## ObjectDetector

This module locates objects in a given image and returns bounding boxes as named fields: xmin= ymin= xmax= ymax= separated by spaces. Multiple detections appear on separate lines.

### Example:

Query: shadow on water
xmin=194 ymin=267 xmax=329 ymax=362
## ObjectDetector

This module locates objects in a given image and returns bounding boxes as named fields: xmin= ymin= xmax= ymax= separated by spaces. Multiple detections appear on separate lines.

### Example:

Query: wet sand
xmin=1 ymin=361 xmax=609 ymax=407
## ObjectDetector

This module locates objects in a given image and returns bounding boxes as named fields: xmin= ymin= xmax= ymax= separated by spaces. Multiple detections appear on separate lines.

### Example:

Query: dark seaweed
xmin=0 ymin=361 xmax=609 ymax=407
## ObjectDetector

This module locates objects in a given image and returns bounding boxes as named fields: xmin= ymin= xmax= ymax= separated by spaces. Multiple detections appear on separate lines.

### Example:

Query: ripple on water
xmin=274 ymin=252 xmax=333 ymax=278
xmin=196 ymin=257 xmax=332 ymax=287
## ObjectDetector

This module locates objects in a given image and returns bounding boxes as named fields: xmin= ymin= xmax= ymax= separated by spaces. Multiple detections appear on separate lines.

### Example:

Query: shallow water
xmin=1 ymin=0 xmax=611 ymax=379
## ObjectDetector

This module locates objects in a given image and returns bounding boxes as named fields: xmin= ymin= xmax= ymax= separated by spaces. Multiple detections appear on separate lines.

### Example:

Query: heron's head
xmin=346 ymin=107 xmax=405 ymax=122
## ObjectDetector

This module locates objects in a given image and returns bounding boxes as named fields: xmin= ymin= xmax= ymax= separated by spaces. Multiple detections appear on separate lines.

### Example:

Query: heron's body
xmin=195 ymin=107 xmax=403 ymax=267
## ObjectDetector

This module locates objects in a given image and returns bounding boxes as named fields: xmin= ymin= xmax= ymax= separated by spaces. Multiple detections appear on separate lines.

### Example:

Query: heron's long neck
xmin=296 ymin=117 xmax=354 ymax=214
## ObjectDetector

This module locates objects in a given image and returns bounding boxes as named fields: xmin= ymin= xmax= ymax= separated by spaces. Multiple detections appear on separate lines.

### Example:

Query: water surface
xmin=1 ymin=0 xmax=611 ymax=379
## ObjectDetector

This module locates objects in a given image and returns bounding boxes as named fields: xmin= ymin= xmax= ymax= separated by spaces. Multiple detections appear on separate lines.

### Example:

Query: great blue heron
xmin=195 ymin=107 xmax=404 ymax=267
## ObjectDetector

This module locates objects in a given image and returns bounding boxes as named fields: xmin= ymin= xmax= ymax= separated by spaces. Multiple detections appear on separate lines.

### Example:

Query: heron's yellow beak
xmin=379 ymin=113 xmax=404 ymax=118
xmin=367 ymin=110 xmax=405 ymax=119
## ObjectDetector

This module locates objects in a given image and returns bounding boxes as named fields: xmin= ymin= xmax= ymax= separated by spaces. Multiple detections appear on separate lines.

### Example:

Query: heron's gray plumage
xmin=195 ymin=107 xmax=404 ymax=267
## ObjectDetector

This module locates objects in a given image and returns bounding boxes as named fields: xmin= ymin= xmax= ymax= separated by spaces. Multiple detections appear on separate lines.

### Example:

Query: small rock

* INSTRUCTIONS TO FOLLOW:
Please make an exact copy of every record, leaving nothing out.

* ANSWER SPACE:
## ObjectDetector

This module locates objects in a given image and returns bounding boxes as named fields: xmin= ymin= xmax= ymax= separated by spaces. Multiple detections appear on separate lines.

### Example:

Query: shadow on water
xmin=194 ymin=267 xmax=329 ymax=362
## ObjectDetector

This module locates objects in a given image and returns bounding boxes as named fields: xmin= ymin= xmax= ymax= separated by spaces. Multiple detections appear on separate lines.

### Example:

Query: wet sand
xmin=1 ymin=361 xmax=609 ymax=407
## ObjectDetector

This module locates objects in a given image and returns bounding boxes as named fields: xmin= ymin= xmax= ymax= separated by spaces. Multiple detections appear on separate lines.

### Example:

Query: dark seaweed
xmin=0 ymin=361 xmax=609 ymax=407
## ObjectDetector

This module locates objects in a given image and returns bounding boxes as named fields: xmin= ymin= xmax= ymax= separated by spaces. Multiple detections appear on separate lines.

### Example:

Query: ripple on water
xmin=274 ymin=252 xmax=333 ymax=278
xmin=196 ymin=257 xmax=332 ymax=287
## ObjectDetector

This module locates objects in a given image and returns bounding boxes as named fields: xmin= ymin= xmax= ymax= separated by spaces. Multiple detections appear on separate lines.

### Example:

Query: shallow water
xmin=1 ymin=0 xmax=611 ymax=379
## ObjectDetector

This module locates objects in a given image and returns bounding boxes as named fields: xmin= ymin= xmax= ymax= separated by spaces. Multiple detections appear on separate lines.

### Example:

Query: heron's head
xmin=346 ymin=107 xmax=405 ymax=122
## ObjectDetector

This module locates objects in a given image and returns bounding boxes as named fields: xmin= ymin= xmax= ymax= separated by spaces. Multiple detections appear on separate lines.

### Example:

Query: heron's body
xmin=195 ymin=107 xmax=403 ymax=267
## ObjectDetector

This module locates objects in a given image and returns bounding boxes as named fields: xmin= ymin= xmax= ymax= separated by spaces. Multiple detections appear on separate lines.

### Example:

Query: heron's long neck
xmin=296 ymin=117 xmax=354 ymax=214
## ObjectDetector

This module locates objects in a given image and returns bounding boxes as named fields: xmin= ymin= xmax= ymax= separated by spaces. Multiple detections appear on separate lines.

### Example:

Query: water surface
xmin=1 ymin=0 xmax=611 ymax=379
## ObjectDetector

This module locates objects in a given image and returns bounding boxes as named fields: xmin= ymin= xmax= ymax= separated by spaces. Multiple detections appear on separate lines.

### Example:

Query: great blue heron
xmin=195 ymin=107 xmax=404 ymax=267
## ObjectDetector

This module locates objects in a given image and returns bounding boxes as named fields: xmin= ymin= xmax= ymax= separated by spaces. Multiple detections appear on separate lines.

### Example:

Query: heron's yellow beak
xmin=379 ymin=113 xmax=404 ymax=118
xmin=367 ymin=110 xmax=405 ymax=119
## ObjectDetector

This module locates objects in a given image and returns bounding boxes as named fields: xmin= ymin= xmax= ymax= separated by spaces. Multiple detections appear on separate lines.

### Example:

Query: heron's gray plumage
xmin=195 ymin=107 xmax=404 ymax=267
## ObjectDetector

This module locates objects in a given image and returns bounding boxes as named fields: xmin= ymin= xmax= ymax= separated by spaces. Multiple detections appear on separate lines.

### Example:

Query: small rock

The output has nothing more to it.